** WRITTEN INSTRUCTION A **
From the entries below, pick out every line that contains the word "glass" and copy each one.

** EXTRACT TO READ **
The pattern ‘bc’ has initially appeared at the timestamps of 2 and 6. Thus, the difference between these two timestamps gives an inter-arrival time of ‘bc.’ That is, \(iat^{bc}_1=4~(=6-2)\). Similarly, other inter-arrival times of ‘bc’ are \(iat^{bc}_2=1~(=7-6)\), \(iat^{bc}_3=2~(=9-7)\), \(iat^{bc}_4=2~(=11-9)\), and \(iat^{bc}_5=1~(=12-11)\). Therefore, the resultant \(IAT^{ab}=\{4, 1, 2, 2, 1\}\). If the user-specified \(per=2\), then \(iat^{bc}_2\), \(iat^{bc}_3\), \(iat^{bc}_4\) and \(iat^{bc}_5\) are considered as the periodic occurrences of ‘bc’ in the data. In contrast, \(iat^{bc}_1\) is not considered as a periodic occurrence of ‘bc’ because \(iat^{bc}_1 \not \le per\).

Definition 2

(Period-support of pattern X). Let \(\widehat{IAT^X}\) be the set of all inter-arrival times in \(IAT^X\) that have \(iat^X \le per\). That is, \(\widehat{IAT^X}\subseteq IAT^X\) such that if \(\exists iat_k^X\in IAT^X:~iat^X_k\le per\), then \(iat^X_k\in \widehat{IAT^X}\). The period-support of X, denoted as \(PS(X)=|\widehat{IAT^X}|\).

Example 3

Continuing with the previous example, \(\widehat{IAT^{bc}} = \{1,2,2,1\}\). Therefore, the period-support of ‘bc,’ i.e. \(PS(bc)=|\widehat{IAT^{bc}}|= |\{1,2,2,1\}|=4\).

Definition 3

(Partial periodic pattern X). A pattern X is said to be a partial periodic pattern if \(PS(X)\ge minPS\), where minPS is the user-specified minimum period-support.

Example 4

Continuing with the previous example, if the user-specified \(minPS=4\), then ‘bc’ is a partial periodic pattern because \(PS(bc)\ge minPS\). The complete set of partial periodic patterns discovered from Table 3 including 1-patterns’(in Fig. 2(f)) are shown in Fig. 3 without “”(i.e., Strikethrough) mark on the text.

Definition 4

(Problem definition). Given a temporal database (TDB) and the user-specified period (per) and minimum period-support (minPS) constraints, find all partial periodic patterns in TDB that have period-support no less than minPS. The period-support of a pattern can be expressed in percentage of \((|TDB|-1)\). The per can be expressed in percentage of \((ts_{max}-ts_{min})\). In this paper, we employ the above definitions of the period and \(period\text{- }support\) for brevity.

4 Proposed Algorithm

This section first describes the procedure for finding one-length partial periodic patterns (or 1-patterns) and transforming row database to columnar database. Next, we will explain the 3P-ECLAT algorithm to discover a complete set of partial periodic patterns in columnar temporal databases. The 3P-ECLAT algorithm employs Depth-First Search (DFS) and the downward closure property (see Property 1) of partial periodic patterns to reduce the vast search space effectively.

Property 1

(The downward closure property [7]). If Y is a partial periodic pattern, then \(\forall X\subset Y\) and \(X\ne \emptyset \), X is also a partial periodic pattern.

Excerpts from a location annotation dataset

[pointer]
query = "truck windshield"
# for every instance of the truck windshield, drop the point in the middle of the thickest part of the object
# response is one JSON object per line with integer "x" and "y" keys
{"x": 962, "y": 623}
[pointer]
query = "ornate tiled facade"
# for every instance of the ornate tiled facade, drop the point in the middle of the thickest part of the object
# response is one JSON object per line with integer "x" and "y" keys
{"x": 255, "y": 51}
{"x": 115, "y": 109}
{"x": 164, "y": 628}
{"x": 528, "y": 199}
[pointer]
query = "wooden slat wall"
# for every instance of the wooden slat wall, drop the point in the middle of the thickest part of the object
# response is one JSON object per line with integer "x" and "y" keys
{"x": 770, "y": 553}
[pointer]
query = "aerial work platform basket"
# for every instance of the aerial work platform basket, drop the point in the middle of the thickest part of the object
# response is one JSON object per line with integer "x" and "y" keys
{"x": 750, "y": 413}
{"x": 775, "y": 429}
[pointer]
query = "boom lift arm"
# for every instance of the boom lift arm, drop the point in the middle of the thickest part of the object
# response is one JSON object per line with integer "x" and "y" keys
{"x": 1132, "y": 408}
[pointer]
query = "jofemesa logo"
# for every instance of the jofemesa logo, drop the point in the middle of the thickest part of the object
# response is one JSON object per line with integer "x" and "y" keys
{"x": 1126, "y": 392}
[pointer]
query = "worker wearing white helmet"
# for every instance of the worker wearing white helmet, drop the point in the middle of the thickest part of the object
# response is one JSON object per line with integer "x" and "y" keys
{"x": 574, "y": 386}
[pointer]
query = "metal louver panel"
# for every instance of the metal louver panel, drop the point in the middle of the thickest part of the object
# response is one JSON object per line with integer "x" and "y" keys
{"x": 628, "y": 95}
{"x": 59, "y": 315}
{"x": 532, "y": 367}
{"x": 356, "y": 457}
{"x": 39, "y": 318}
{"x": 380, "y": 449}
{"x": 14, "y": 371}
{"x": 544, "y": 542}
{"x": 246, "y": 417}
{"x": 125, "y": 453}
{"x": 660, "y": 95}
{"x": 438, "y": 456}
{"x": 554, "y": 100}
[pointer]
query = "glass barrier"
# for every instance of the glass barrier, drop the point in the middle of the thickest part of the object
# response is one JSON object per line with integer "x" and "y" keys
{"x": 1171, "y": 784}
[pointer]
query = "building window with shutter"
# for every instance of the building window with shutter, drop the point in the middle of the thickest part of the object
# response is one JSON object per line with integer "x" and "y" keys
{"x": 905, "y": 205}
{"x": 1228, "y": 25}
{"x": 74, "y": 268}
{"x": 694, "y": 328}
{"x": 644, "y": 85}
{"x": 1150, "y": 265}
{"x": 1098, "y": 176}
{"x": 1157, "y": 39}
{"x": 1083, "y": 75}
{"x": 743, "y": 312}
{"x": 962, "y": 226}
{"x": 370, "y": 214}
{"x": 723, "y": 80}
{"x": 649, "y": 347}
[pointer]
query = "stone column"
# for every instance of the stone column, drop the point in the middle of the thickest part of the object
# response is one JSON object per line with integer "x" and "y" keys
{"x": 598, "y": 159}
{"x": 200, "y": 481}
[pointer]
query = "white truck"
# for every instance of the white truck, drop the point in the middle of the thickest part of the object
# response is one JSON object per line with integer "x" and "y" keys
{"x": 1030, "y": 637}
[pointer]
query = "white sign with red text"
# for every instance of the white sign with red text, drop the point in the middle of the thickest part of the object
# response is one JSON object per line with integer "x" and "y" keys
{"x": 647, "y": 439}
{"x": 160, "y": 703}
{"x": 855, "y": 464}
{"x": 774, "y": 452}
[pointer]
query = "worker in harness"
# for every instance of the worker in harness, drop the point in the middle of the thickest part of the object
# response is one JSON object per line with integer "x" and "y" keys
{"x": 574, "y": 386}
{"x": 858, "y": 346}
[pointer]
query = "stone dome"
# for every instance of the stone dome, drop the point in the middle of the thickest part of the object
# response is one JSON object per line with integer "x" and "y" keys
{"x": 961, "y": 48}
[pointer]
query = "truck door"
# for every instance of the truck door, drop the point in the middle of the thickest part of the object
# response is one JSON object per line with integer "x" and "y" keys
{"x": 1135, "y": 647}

** WRITTEN INSTRUCTION B **
Write the next part of the passage on partial periodic patterns, starting after the statement of the downward closure property.

** TASK ANSWER A **
query = "glass barrier"
# for every instance of the glass barrier, drop the point in the middle of the thickest part of the object

** TASK ANSWER B **
Fig. 2.
figure 2

Finding partial periodic patterns. (a) after scanning the first transaction, (b) after scanning the second transaction, (c) after scanning the entire database, and (d) final list of partial periodic patterns sorted in descending order of their PS (or the size of TS-list) with the constraint \(minPS=4\) and \(per=2\)

4.1 3P-ECLAT Algorithm

Finding One Length Partial Periodic Patterns. Algorithm 1 describes the procedure to find 1-patterns using 3P-list, which is a dictionary. We now describe this algorithm’s working using the row database shown in Table 1. Let \(minPS=4\) and \(per=2.\)

We will scan the complete database once to generate 1-patterns and transforming the row database to columnar database. The scan on the first transaction, “1 : ace”, with \(ts_{cur}=1\) inserts the items a,  c, and e in the 3P-list. The timestamps of these items is set to \(1 ~(=ts_{cur})\). Similarly, PS and \(~TS_l\) values of these items were also set to 0 and 1, respectively (lines 5 and 6 in Algorithm 1). The 3P-list generated after scanning the first transaction is shown in Fig. 2(a). The scan on the second transaction, “2 : bc”, with \(ts_{cur}=2\) inserts the new item b into the 3P-list by adding \(2~(=ts_{cur})\) in their TS-list. Simultaneously, the PS and \(~TS_l\) values were set to 0 and 2, respectively. On the other hand, \(2~(=ts_{cur})\) was added to the TS-list of already existing item c with PS and \(~TS_l\) set to 1 and 2, respectively (lines 7 and 8 in Algorithm 1). The 3P-list generated after scanning the second transaction is shown in Fig. 2(b). A similar process is repeated for the remaining transactions in the database. The final 3P-list generated after scanning the entire database is shown in Fig. 2(c). The pattern e and f are pruned (using the Property 1) from the 3P-list as its PS value is less than the user-specified minPS value (lines 10 and 11 in Algorithm 1). The remaining patterns in the 3P-list are considered partial periodic patterns and sorted in descending order of their PS values. The final 3P-list generated after sorting the partial periodic patterns is shown in Fig. 2(d).

Fig. 3.
figure 3

Mining partial periodic patterns using DFS

Finding Partial Periodic Patterns Using 3P-list. Algorithm 2 describes the procedure for finding all partial periodic patterns in a database. We now describe the working of this algorithm using the newly generated 3P-list.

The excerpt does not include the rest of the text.